(Excerpts of bounding box data)

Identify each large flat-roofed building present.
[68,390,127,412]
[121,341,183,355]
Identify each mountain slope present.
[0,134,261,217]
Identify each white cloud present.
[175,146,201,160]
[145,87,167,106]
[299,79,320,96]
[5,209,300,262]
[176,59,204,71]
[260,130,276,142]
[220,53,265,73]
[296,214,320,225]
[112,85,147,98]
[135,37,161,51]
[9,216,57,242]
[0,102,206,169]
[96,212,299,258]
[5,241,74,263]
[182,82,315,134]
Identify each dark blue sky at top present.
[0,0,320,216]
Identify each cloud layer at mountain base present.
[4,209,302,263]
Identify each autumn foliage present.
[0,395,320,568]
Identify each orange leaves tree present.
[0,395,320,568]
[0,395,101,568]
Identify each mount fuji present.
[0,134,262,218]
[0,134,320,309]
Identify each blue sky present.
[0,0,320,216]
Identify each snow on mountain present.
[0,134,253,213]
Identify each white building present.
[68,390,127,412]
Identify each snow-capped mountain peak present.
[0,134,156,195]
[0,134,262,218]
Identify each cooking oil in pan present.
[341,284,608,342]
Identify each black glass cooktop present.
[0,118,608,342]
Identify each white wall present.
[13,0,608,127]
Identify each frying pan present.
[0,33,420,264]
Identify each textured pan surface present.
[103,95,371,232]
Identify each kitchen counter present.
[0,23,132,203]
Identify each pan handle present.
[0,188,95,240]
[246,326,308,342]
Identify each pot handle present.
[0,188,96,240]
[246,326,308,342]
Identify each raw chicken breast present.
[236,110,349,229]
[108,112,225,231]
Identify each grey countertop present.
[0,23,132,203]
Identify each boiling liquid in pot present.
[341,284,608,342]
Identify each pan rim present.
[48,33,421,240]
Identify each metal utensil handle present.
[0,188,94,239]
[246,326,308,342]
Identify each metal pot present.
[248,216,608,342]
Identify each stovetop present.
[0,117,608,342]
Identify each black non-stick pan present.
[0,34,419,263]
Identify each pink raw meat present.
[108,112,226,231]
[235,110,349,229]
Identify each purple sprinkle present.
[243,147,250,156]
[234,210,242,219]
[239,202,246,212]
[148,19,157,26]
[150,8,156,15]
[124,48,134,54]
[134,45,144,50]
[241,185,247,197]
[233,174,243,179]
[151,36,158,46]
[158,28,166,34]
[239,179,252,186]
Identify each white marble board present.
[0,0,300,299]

**Requirement**
Please turn only the records from the line that has "Identify each kitchen counter present." through the line that has "[108,112,225,231]" into a numbered list, including both of those lines and dropping any blank lines.

**Final answer**
1. Identify each kitchen counter present.
2. [0,23,132,203]
3. Identify each pan handle present.
4. [0,188,95,240]
5. [246,326,308,342]
6. Identify each pot handle present.
7. [0,188,96,240]
8. [246,326,308,342]
9. Identify each raw chicken breast present.
10. [236,110,349,229]
11. [108,112,225,231]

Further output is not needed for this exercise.